DOCUMENT EXTRACT >>
Re: Numeric Char Ents in 2.0 draft

Larry Masinter (masinter@parc.xerox.com)
Fri, 31 Mar 95 03:47:17 EST

I think one of the guidelines for text/*; charset=xxxx mime types is
that agents might actually TRANSLATE the character set to another one.

E.g., it should be legitimate to read something "text/frob;
charset=ISO-8859-6" and just translate it to "text/frob;
charset=UNICODE-1-1-UTF8" on a character-by-character basis, without
actually knowing anything about what "frob" is, except that it is a
subtype of text.

I think this should be true of HTML. In which case, the Character
octet references in HTML should refer to the octets in a _fixed_
character encoding (ISO-8859-1), and not make reference to the base
encoding.

What this means, I think, is that if you want to make "text/html;
charset=xxxx" into something that is conformant SGML, where "xxxx"
isn't ISO-8859-1, you may have to first do a character set
translation.

DATA SHOWN >>
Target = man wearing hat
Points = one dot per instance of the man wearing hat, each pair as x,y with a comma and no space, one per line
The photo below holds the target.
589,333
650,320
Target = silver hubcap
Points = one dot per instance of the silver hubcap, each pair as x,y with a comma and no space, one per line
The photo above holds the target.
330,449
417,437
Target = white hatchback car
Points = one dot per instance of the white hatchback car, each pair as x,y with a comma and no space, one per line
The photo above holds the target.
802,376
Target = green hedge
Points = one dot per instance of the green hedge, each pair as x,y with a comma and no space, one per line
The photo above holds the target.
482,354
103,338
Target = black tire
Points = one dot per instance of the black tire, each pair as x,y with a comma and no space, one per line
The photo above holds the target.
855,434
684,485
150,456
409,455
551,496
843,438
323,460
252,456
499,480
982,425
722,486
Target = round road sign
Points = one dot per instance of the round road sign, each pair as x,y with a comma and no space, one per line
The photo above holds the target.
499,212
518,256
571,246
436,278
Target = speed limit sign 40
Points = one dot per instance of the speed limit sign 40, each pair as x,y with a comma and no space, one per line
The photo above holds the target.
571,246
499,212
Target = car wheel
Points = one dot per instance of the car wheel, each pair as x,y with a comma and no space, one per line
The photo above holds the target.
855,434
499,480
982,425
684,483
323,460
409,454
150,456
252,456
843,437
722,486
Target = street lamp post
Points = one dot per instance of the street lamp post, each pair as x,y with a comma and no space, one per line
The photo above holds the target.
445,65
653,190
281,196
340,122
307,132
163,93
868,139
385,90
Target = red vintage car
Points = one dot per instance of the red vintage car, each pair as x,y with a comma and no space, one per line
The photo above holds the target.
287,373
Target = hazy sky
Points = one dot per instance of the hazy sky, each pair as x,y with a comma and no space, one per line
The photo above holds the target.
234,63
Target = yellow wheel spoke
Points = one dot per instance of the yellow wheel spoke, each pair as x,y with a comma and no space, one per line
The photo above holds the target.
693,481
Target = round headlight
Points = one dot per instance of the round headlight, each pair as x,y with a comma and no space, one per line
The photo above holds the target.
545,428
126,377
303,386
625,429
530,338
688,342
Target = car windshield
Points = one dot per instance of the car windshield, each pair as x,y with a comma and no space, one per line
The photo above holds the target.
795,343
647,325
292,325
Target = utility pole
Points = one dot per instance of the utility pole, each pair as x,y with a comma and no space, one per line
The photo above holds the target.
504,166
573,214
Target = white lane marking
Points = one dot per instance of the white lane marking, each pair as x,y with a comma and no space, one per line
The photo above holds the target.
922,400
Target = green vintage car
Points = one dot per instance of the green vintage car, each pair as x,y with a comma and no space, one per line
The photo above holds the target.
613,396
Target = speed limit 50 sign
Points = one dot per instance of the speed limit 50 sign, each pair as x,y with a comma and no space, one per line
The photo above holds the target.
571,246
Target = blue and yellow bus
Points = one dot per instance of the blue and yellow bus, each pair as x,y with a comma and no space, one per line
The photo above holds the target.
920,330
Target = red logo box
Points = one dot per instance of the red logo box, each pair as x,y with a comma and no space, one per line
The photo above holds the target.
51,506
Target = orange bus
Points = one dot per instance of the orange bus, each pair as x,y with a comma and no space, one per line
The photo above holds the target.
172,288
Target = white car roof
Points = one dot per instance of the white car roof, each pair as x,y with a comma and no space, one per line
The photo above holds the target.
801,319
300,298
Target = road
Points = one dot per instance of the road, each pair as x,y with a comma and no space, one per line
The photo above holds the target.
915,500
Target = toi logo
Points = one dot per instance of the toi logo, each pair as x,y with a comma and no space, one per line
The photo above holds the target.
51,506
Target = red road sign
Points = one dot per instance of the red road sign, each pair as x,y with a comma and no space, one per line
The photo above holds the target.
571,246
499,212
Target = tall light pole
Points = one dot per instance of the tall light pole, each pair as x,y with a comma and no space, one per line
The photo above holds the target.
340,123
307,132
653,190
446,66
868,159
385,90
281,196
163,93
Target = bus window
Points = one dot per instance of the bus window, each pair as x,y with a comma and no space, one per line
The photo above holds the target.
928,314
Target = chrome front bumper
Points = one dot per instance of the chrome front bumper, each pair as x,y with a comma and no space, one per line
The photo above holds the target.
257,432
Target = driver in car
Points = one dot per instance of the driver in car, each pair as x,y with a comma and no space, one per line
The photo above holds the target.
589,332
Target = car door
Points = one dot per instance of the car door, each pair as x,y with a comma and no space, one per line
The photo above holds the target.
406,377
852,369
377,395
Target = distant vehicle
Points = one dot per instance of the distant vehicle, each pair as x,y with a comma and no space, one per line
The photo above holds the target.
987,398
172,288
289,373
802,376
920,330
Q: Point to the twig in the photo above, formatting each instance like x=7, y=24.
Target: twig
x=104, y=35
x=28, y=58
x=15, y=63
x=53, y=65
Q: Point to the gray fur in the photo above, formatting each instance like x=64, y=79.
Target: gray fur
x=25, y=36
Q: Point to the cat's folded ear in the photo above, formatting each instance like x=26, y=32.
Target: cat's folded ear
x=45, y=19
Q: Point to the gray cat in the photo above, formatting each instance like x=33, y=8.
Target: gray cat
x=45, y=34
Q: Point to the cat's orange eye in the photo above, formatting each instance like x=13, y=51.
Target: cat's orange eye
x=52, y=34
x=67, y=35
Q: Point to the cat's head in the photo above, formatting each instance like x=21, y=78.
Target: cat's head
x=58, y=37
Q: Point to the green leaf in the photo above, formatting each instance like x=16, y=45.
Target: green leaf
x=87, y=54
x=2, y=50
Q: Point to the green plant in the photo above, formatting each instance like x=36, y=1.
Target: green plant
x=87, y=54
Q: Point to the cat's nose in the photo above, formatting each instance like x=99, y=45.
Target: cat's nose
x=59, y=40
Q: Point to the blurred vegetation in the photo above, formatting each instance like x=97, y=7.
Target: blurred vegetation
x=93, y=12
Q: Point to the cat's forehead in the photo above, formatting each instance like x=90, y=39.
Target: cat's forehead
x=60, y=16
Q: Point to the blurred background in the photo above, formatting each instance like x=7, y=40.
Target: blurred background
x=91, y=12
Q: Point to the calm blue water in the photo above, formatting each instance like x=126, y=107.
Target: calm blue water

TASK GOAL >> Copy everything from "Fri, 31 Mar" down to "to another one." in the forum post on HTML character sets, swapping "guidelines" for "rules".

SOLUTION TO THE PROBLEM >>
Fri, 31 Mar 95 03:47:17 EST

I think one of the rules for text/*; charset=xxxx mime types is
that agents might actually TRANSLATE the character set to another one.